Please restate the following records word for word.

* _Supplied entries_:
* start *

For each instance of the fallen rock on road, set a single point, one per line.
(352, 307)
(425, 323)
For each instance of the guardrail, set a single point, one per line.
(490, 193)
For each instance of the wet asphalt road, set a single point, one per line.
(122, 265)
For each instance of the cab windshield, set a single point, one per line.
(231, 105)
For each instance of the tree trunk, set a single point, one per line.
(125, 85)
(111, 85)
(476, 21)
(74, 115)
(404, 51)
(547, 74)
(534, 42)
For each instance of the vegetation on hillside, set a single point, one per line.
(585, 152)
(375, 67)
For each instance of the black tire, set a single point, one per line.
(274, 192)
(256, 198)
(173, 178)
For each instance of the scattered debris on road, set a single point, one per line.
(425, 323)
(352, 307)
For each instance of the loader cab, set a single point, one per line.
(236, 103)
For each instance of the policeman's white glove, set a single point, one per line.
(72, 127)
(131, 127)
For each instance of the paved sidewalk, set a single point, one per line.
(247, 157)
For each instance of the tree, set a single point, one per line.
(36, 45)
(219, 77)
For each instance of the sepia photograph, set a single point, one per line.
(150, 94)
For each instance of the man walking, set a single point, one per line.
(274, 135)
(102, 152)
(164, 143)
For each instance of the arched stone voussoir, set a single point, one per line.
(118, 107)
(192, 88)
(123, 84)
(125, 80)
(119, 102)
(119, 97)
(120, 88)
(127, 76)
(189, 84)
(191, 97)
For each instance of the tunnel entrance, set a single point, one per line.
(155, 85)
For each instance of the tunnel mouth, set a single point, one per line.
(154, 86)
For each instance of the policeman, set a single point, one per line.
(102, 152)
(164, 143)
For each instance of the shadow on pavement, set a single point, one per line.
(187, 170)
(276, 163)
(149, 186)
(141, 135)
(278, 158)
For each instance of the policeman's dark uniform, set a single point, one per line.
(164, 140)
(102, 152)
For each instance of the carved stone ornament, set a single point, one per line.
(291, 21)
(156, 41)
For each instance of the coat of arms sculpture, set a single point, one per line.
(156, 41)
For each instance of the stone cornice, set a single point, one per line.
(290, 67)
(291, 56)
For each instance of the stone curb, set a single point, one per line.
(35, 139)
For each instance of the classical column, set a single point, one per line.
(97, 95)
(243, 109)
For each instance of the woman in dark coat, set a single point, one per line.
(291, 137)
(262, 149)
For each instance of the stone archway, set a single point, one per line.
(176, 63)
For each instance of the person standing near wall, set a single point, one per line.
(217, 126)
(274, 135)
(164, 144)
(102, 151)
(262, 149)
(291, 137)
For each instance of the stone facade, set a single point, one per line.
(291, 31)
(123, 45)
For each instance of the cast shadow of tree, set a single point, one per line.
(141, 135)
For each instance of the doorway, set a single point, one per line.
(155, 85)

* end *

* _Reply to the exercise_:
For each instance of the fallen rock on road, set a single point, one per line.
(352, 307)
(425, 323)
For each instance of the guardrail, set a single point, one per line.
(490, 193)
For each instance of the wet asphalt road, set a single point, one per line.
(122, 265)
For each instance of the cab windshield, set a single point, one per line.
(231, 105)
For each instance of the tree trunk, set a single point, one per line.
(125, 85)
(111, 85)
(476, 21)
(74, 115)
(404, 51)
(547, 74)
(534, 42)
For each instance of the vegetation on hillside, set a single point, one per line.
(585, 152)
(375, 67)
For each instance of the black tire, set a single point, one per line.
(274, 192)
(256, 198)
(173, 178)
For each instance of the scattered debris on road, set a single point, one per line.
(425, 323)
(352, 307)
For each instance of the loader cab, set a single point, one per line.
(236, 103)
For each instance of the policeman's white glove, set a single point, one per line.
(72, 127)
(131, 127)
For each instance of the paved sidewalk, set a single point, one per line.
(247, 157)
For each instance of the tree, set a single point, one per line.
(36, 45)
(219, 77)
For each instance of the sepia photograph, set a single point, one per line.
(150, 94)
For each instance of the man walking, set a single point, one per line.
(274, 135)
(102, 152)
(164, 143)
For each instance of the arched stone voussoir, set a single point, one per line.
(118, 107)
(192, 88)
(123, 84)
(125, 80)
(119, 102)
(119, 97)
(120, 88)
(127, 76)
(189, 84)
(191, 97)
For each instance of the tunnel entrance, set a single point, one per line.
(155, 85)
For each instance of the tunnel mouth, set a single point, one per line.
(154, 86)
For each instance of the policeman, set a single point, one per line.
(102, 152)
(164, 143)
For each instance of the shadow on pavement, set a single point, one per line.
(187, 170)
(276, 163)
(149, 186)
(141, 135)
(278, 158)
For each instance of the policeman's dark uniform, set a single point, one per line.
(164, 140)
(102, 152)
For each instance of the carved stone ornament, set a single point, one per line.
(291, 21)
(156, 41)
For each instance of the coat of arms sculpture, set a single point, one per line.
(156, 41)
For each instance of the stone cornice, set a single point, one per line.
(290, 67)
(291, 56)
For each instance of the stone curb, set a single point, one per line.
(35, 139)
For each instance of the classical column, set a single point, one per line.
(97, 95)
(243, 109)
For each instance of the woman in dark coat, set a single point, one per line.
(291, 137)
(262, 149)
For each instance of the stone archway, set a single point, one per line.
(176, 63)
For each instance of the person standing near wall, set a single point, one per line.
(217, 126)
(274, 135)
(164, 144)
(102, 151)
(262, 149)
(291, 137)
For each instance of the stone facade, set a single point, one per line.
(291, 31)
(123, 45)
For each instance of the cast shadow of tree, set a single point, one per line.
(141, 135)
For each instance of the doorway, set a single point, one per line.
(155, 85)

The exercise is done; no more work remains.